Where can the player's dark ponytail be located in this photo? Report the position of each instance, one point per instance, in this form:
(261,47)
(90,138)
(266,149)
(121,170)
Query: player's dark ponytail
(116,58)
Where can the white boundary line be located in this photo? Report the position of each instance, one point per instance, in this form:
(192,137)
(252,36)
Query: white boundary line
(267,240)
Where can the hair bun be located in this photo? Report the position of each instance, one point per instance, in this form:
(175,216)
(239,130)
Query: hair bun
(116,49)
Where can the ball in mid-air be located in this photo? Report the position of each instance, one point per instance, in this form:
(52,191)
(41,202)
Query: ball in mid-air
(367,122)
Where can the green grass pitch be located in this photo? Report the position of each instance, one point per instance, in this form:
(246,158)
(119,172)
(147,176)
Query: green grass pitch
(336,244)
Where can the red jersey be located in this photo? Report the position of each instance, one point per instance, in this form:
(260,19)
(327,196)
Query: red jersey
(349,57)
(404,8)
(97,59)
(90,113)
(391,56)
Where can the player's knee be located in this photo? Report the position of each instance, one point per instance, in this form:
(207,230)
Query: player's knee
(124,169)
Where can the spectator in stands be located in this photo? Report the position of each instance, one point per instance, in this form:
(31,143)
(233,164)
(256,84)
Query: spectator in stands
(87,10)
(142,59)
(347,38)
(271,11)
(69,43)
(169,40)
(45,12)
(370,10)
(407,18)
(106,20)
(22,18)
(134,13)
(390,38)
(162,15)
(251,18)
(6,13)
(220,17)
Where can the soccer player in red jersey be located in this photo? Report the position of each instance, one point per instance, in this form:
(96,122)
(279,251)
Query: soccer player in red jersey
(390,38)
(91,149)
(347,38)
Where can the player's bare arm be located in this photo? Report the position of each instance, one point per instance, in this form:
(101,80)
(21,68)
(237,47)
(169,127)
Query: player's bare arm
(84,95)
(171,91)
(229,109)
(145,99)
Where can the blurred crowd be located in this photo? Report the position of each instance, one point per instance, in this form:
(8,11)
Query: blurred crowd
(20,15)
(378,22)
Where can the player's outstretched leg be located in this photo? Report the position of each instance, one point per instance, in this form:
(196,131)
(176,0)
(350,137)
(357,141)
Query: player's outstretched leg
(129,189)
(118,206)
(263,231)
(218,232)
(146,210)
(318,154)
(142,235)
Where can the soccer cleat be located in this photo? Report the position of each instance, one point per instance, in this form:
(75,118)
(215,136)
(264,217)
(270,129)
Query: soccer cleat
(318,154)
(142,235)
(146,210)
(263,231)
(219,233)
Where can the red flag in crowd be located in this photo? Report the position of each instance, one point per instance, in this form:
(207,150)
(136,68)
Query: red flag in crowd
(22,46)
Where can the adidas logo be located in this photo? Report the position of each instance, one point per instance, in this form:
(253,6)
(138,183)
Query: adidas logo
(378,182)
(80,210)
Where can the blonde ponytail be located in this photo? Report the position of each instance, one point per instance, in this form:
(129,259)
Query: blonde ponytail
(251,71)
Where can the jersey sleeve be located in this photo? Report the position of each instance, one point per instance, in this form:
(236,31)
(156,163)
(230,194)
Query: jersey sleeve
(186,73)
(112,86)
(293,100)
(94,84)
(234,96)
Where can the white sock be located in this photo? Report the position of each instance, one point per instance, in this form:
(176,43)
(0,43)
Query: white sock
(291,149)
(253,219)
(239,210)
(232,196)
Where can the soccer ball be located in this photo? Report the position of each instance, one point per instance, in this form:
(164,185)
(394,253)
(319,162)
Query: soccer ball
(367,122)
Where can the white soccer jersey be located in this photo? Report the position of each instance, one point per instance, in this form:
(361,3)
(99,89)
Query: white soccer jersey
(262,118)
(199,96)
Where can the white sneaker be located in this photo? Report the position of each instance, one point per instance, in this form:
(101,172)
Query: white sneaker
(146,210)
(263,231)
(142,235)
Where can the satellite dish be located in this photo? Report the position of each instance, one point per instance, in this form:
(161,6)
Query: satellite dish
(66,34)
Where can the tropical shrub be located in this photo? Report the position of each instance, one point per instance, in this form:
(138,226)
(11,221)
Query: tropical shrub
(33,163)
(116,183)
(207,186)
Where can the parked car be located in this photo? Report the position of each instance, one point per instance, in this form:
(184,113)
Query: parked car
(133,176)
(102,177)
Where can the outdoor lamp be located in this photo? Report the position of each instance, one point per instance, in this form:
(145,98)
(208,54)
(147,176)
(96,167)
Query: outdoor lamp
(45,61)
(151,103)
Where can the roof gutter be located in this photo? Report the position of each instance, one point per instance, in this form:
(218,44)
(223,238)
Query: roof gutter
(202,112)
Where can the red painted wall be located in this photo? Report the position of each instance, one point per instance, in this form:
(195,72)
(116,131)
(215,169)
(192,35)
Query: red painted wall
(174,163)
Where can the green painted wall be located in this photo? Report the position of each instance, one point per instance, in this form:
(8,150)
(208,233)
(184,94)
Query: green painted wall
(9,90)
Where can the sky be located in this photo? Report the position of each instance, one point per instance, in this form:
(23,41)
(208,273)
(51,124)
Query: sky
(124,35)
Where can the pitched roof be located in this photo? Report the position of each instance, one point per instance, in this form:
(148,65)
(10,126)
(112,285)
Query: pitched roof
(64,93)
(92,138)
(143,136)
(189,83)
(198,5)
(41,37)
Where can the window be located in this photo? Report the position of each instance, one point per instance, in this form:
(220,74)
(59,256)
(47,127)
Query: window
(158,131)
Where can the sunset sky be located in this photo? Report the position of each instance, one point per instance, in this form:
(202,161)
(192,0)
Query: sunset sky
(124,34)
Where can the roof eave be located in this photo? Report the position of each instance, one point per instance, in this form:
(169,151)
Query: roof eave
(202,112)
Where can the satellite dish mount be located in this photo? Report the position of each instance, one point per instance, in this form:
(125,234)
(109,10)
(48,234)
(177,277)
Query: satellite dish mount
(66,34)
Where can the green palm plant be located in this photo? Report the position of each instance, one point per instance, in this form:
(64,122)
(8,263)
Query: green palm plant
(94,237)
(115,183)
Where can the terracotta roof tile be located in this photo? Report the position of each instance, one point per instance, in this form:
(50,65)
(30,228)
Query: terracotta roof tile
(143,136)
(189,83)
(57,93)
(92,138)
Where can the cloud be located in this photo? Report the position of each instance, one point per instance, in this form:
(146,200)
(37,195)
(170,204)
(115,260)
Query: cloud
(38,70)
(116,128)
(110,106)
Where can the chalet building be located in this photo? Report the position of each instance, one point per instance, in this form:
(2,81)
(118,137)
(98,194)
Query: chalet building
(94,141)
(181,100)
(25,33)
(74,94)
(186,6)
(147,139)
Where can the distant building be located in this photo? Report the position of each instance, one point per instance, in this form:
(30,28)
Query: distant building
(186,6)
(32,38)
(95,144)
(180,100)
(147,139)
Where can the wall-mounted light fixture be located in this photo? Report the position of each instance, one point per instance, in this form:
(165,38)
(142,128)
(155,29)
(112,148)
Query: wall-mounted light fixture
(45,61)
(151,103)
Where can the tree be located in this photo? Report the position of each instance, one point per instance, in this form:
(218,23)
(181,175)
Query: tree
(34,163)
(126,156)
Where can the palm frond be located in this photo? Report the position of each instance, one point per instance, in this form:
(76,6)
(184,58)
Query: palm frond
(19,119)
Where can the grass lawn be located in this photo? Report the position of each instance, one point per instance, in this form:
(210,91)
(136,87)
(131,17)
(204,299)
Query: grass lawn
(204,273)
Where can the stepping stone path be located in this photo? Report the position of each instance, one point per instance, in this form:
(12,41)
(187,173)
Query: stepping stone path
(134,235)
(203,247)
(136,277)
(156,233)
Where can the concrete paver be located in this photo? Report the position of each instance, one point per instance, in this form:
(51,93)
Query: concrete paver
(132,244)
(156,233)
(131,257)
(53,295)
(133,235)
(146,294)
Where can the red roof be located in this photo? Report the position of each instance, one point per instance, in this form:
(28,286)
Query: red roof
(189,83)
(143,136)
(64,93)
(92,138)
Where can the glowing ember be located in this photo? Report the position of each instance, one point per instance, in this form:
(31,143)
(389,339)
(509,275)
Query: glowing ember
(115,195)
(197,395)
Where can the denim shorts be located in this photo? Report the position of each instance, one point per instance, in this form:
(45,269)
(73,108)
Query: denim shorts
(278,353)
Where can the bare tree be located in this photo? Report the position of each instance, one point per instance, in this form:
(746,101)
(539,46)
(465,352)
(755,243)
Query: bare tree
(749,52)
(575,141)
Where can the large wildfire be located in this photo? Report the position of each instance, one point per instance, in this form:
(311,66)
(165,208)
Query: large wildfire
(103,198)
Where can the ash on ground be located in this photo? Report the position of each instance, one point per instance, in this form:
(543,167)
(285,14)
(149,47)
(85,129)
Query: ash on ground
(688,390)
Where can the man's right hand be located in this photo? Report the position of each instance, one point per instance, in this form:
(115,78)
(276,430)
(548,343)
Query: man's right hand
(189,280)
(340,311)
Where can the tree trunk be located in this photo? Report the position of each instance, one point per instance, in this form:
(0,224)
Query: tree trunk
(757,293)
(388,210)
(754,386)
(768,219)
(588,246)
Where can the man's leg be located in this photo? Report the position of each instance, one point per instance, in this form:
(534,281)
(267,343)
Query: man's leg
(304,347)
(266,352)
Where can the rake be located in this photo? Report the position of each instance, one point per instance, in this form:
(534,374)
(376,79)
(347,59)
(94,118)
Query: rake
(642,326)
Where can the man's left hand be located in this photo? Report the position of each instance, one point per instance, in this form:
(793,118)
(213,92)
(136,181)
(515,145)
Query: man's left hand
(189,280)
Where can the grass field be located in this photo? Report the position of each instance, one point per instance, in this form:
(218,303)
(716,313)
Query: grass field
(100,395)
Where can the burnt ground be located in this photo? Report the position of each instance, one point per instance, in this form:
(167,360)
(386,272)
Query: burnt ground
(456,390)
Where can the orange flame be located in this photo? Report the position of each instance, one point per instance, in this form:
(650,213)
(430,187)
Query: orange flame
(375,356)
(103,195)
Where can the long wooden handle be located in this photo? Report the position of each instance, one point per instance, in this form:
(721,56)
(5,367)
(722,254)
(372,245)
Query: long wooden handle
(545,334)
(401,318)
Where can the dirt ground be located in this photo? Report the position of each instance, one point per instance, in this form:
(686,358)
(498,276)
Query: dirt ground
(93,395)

● **Problem statement**
Would you give again, word for word, every line from the one with "Where can the man's right" through the final line of the listing above?

● **Reply to the exercise**
Where can the man's right hand be located in this photo? Report the position of each instance, one point per instance, in this form:
(115,78)
(276,430)
(548,343)
Query: man's right hand
(189,280)
(340,311)
Where can the tree trunk be located in this photo? Report the position of each instance, one point per instance, in this form:
(0,224)
Query: tree trunk
(757,293)
(388,210)
(754,386)
(768,219)
(588,246)
Where can the man's leg be located in this photo? Report the position of each instance, one point per instance, in this form:
(534,281)
(267,343)
Query: man's leg
(304,347)
(266,352)
Where can the rake be located in this photo? Report the position of each instance, one point per instance, in this form:
(534,374)
(376,79)
(347,59)
(94,118)
Query: rake
(642,326)
Where can the man's left hand be located in this photo? Report the position of each instance, one point per instance, in this form:
(793,118)
(213,92)
(136,181)
(515,145)
Query: man's left hand
(189,280)
Where can the grass field be located in this photo? Report the position of each instance, one point per instance, in this form:
(218,303)
(716,313)
Query: grass field
(100,395)
Where can the burnt ground be located in this photo? Report the position of each instance, one point per instance, in this form:
(167,360)
(386,272)
Query: burnt ground
(456,390)
Where can the orange flame be located in this photo? Report the position of each instance, one point per instance, in this form:
(650,213)
(430,187)
Query: orange flame
(375,356)
(103,195)
Where can the long wooden handle be located in this photo? Report the position of each instance, one point per instance, in this form:
(721,56)
(5,367)
(722,254)
(372,245)
Query: long wooden handle
(545,334)
(401,318)
Where can the dirt ground be located in this photo? Report the position of each instance, one point per instance, in this form:
(686,358)
(498,276)
Query: dirt ground
(93,395)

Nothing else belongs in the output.